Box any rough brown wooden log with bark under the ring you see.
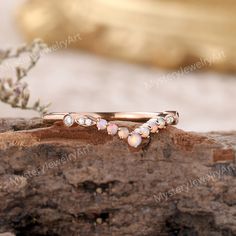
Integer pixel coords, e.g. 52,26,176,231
0,119,236,236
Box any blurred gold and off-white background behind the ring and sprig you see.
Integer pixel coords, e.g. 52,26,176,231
0,0,236,132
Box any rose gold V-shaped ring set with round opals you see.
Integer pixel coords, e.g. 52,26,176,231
43,111,179,147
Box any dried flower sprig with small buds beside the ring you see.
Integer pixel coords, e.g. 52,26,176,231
0,40,50,114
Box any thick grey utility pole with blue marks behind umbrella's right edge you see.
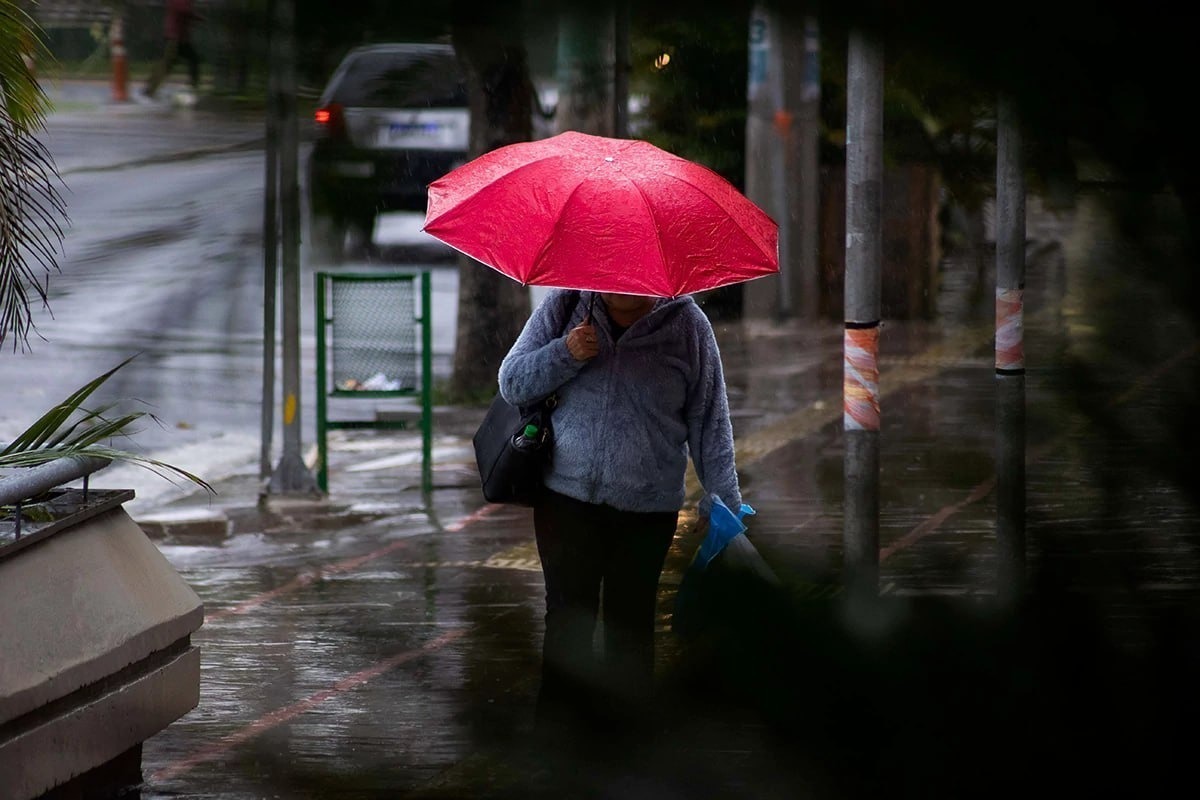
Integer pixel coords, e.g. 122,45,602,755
743,2,821,319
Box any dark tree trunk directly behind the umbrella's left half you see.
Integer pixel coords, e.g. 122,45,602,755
449,0,534,403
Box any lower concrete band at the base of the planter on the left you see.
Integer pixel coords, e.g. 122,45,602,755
0,646,200,800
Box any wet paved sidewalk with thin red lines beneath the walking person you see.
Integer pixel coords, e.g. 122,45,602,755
129,194,1200,800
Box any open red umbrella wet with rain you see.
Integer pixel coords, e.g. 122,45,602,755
424,132,779,297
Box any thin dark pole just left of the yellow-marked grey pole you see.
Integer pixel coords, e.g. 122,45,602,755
258,0,280,486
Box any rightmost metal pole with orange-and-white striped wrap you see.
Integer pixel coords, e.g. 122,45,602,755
996,96,1025,602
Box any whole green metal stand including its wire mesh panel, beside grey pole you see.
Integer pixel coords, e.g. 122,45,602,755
316,270,433,492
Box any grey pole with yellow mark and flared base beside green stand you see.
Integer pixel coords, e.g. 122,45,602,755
268,0,318,494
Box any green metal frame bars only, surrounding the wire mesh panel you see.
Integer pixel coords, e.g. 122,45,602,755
316,270,433,493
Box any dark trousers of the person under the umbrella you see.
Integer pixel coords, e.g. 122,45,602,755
534,492,678,734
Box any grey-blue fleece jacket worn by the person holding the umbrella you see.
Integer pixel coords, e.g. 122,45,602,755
499,289,742,516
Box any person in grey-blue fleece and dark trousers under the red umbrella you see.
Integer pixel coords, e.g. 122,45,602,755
499,289,742,746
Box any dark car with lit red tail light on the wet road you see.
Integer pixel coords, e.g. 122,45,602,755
307,43,469,258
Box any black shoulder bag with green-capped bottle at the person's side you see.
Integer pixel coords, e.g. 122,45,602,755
473,295,578,506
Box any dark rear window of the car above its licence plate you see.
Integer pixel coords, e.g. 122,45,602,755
331,52,467,108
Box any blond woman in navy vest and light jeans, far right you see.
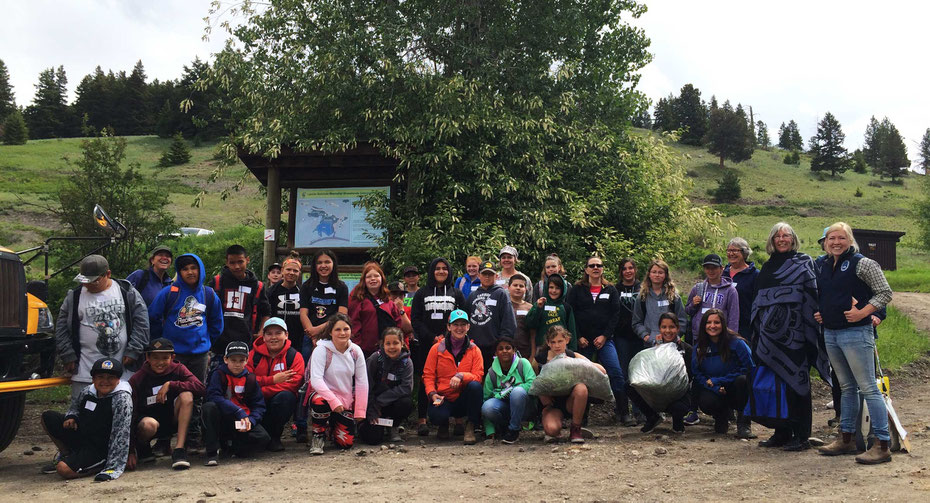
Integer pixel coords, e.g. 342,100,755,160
814,222,891,464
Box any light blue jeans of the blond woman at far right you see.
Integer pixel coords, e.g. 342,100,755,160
823,325,891,440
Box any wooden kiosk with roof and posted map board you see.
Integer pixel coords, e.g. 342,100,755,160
239,143,399,273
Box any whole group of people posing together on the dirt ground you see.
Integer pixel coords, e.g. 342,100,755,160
42,222,891,480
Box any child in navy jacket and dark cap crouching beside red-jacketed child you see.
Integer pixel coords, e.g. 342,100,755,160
203,341,271,466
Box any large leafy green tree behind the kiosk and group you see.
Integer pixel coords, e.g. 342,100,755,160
208,0,716,274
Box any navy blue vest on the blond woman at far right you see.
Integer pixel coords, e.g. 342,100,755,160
817,248,873,330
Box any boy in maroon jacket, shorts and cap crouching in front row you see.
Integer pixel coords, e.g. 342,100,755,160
128,338,206,470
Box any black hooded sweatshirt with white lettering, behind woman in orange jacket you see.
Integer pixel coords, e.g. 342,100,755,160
410,257,465,347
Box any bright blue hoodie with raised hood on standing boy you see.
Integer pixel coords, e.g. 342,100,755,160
149,253,223,355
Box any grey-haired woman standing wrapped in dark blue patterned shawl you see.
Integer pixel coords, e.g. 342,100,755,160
751,222,830,451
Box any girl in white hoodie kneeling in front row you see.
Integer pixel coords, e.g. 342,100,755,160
305,313,368,455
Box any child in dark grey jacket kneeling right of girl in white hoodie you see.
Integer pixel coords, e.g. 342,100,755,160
359,327,413,445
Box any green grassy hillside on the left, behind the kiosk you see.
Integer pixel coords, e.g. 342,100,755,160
0,136,264,249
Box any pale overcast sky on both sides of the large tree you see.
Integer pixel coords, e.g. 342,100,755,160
0,0,930,161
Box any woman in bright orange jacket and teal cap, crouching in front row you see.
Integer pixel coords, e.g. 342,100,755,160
423,309,484,445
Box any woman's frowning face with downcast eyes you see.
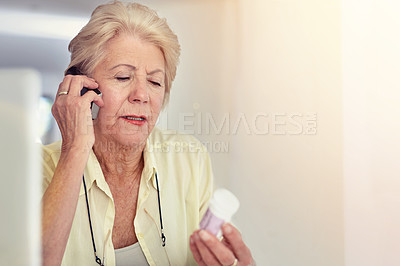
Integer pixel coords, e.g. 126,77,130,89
92,35,165,146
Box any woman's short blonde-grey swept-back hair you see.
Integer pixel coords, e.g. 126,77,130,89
68,1,180,105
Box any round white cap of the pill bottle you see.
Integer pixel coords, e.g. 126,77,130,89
209,188,240,222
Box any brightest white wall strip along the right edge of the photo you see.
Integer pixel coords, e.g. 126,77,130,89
342,0,400,266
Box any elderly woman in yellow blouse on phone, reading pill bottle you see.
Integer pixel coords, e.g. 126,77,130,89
42,2,253,265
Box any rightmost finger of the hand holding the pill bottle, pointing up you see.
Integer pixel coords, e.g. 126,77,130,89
222,223,252,263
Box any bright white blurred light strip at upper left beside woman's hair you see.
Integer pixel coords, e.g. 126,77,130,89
0,9,89,40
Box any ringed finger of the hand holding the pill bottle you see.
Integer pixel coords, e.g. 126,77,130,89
199,230,235,265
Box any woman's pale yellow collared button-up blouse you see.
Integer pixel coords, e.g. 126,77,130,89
43,128,213,266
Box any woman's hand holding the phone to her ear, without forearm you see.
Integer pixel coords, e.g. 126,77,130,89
51,75,104,151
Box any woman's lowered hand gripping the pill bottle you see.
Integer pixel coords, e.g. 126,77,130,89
190,223,255,266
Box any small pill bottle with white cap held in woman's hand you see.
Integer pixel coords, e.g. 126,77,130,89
200,188,240,236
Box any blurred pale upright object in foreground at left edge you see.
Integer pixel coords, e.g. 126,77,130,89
0,69,41,265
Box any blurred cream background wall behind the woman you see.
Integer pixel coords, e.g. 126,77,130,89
0,0,400,266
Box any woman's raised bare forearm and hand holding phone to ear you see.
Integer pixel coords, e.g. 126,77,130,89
42,75,104,266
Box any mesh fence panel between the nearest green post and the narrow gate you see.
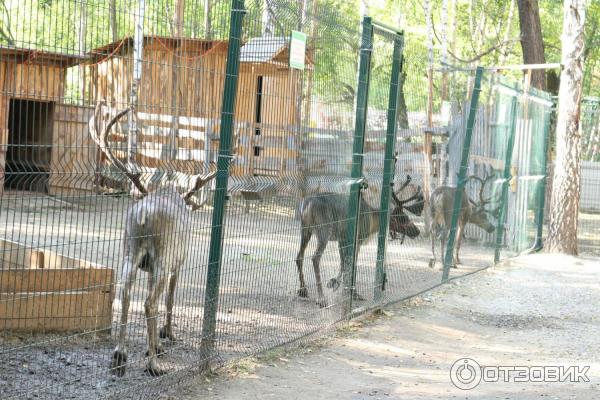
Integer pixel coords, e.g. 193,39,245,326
206,1,366,359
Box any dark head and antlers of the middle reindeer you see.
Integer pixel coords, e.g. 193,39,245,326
390,175,424,239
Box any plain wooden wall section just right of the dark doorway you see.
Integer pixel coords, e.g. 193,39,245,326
48,105,96,195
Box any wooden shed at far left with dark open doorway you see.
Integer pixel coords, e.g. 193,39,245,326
0,47,82,194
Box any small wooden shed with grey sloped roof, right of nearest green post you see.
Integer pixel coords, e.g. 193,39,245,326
234,37,311,176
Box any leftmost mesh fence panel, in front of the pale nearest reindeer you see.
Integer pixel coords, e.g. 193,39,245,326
0,0,231,399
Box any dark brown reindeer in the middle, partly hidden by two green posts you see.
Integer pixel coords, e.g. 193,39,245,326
296,176,423,307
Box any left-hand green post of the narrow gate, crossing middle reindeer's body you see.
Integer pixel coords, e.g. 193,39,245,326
344,17,373,315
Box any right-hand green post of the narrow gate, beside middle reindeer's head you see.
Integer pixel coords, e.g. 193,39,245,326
373,35,404,301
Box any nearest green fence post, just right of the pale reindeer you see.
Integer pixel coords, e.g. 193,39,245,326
201,0,246,363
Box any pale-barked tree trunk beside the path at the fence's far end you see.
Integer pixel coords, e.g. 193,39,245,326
548,0,586,255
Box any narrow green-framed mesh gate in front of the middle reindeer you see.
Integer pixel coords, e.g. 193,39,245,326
345,17,404,312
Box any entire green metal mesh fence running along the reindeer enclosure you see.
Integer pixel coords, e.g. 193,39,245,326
0,0,550,399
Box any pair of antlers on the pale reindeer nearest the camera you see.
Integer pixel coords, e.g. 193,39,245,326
88,100,217,210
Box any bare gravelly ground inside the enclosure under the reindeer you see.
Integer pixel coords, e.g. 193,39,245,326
0,193,493,400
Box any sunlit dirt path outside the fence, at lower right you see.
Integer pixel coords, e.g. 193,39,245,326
169,255,600,399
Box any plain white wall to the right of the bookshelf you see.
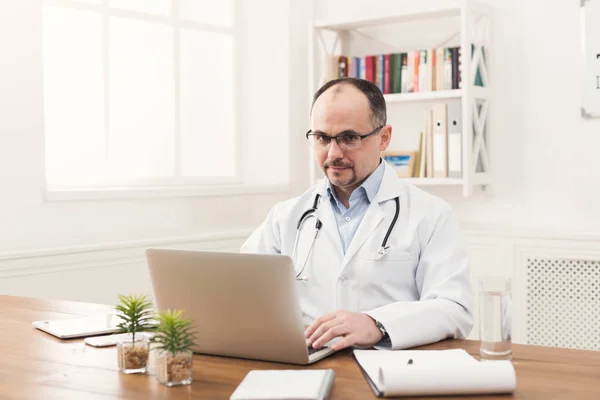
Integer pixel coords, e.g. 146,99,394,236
315,0,600,233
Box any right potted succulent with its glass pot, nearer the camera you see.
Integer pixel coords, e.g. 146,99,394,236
151,310,194,386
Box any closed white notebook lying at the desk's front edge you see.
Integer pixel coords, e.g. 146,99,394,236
230,369,335,400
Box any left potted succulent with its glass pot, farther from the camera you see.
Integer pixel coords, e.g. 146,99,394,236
115,295,155,374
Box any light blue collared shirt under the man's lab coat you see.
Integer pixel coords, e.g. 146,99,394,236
327,162,385,254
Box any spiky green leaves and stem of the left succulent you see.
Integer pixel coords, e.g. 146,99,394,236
115,295,156,346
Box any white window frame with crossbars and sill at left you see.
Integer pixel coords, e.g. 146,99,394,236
42,0,246,197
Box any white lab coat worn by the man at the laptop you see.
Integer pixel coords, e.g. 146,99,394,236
241,163,473,349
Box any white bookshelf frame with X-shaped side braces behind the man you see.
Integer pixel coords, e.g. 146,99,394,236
309,0,493,197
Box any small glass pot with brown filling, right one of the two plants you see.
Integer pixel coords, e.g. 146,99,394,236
156,350,194,386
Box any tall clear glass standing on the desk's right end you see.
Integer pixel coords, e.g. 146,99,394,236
479,277,512,361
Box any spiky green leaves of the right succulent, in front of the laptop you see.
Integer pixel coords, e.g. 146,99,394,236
152,309,194,357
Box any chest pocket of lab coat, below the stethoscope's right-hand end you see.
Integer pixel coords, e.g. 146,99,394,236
358,249,419,311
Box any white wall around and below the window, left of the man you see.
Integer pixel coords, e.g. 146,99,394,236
0,0,309,300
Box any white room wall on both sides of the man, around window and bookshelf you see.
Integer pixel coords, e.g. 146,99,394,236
0,0,600,301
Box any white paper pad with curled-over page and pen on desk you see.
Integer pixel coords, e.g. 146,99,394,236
354,349,516,397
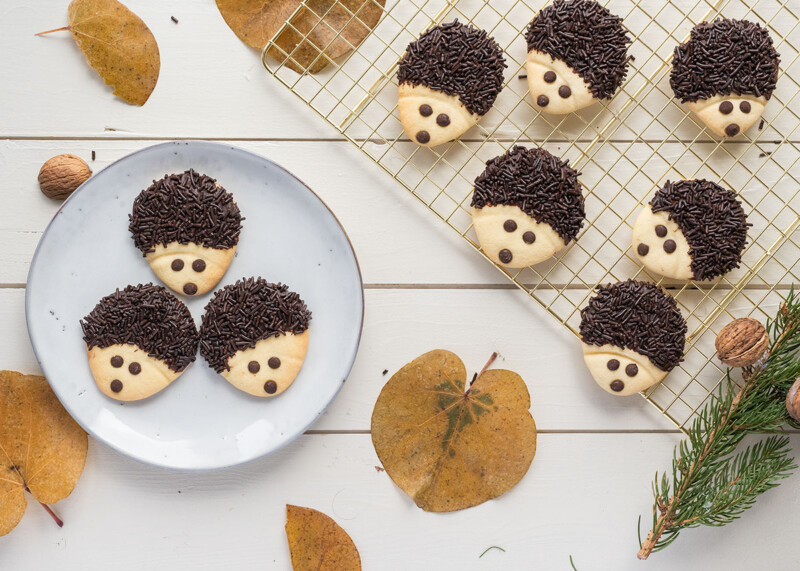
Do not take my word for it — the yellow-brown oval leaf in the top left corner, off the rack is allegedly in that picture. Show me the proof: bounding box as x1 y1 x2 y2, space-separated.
67 0 161 105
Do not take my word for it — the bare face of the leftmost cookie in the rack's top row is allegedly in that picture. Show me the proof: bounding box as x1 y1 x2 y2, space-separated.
397 83 480 147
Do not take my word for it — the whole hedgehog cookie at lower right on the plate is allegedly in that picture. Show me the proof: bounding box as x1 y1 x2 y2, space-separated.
200 278 311 397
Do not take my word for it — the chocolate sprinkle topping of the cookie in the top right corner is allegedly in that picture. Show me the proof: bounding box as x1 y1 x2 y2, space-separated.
669 18 780 103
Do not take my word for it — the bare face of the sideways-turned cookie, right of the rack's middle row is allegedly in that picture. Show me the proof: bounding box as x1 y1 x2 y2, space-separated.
633 204 694 280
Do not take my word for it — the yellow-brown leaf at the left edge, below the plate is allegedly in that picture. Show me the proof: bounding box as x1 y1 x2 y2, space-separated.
0 371 89 535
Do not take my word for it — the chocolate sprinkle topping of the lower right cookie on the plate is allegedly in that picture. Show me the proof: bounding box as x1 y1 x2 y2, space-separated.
200 278 311 373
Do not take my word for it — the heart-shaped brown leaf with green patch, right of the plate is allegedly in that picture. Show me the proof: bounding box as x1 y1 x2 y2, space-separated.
372 350 536 512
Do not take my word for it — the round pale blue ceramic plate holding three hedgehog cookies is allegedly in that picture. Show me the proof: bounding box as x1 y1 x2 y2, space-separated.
26 141 364 470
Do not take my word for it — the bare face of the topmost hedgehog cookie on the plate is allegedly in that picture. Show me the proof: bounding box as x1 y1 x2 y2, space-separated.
145 242 236 295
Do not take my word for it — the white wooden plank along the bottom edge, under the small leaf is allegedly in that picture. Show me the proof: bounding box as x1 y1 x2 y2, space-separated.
0 434 800 571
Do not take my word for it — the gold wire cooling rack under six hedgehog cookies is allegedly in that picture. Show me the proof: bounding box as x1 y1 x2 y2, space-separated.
262 0 800 430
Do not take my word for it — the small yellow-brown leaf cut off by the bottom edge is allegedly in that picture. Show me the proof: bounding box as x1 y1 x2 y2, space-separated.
286 505 361 571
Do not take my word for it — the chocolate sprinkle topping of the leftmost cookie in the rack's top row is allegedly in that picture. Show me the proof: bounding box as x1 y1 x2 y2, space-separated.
397 20 506 115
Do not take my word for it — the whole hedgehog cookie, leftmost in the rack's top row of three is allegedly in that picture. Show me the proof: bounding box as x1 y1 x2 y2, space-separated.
397 21 506 147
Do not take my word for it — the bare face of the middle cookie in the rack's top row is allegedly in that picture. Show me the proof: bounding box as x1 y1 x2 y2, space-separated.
525 50 597 115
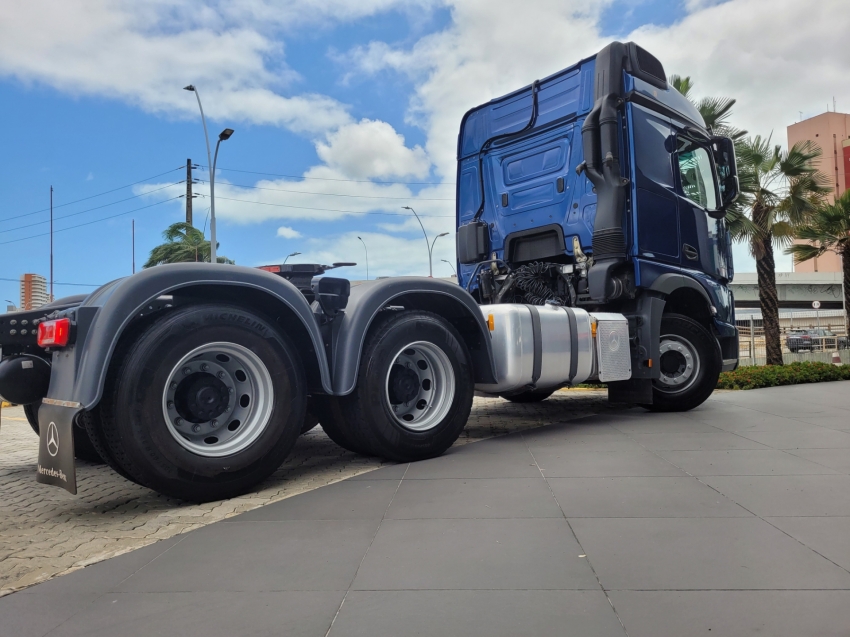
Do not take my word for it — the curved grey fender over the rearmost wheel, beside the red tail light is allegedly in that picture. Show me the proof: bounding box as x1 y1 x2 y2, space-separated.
47 263 331 409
━━━━━━━━━━
Exercise prompt ::
Starting with the opening line of the listing, write out each line exactly until the line that contains "Box any dried" has been included; skip the pictures.

Solution to the exercise ::
Box any rough brown wooden log with bark under the ring you see.
Integer pixel coords, e.g. 52,26,176,231
0,119,236,236
Box any blurred gold and off-white background behind the ring and sprig you see.
Integer pixel coords, e.g. 52,26,176,231
0,0,236,132
Box any rose gold V-shaped ring set with round opals you see.
Integer pixel coords, e.g. 52,26,176,231
43,111,179,147
Box any dried flower sprig with small buds beside the ring you see.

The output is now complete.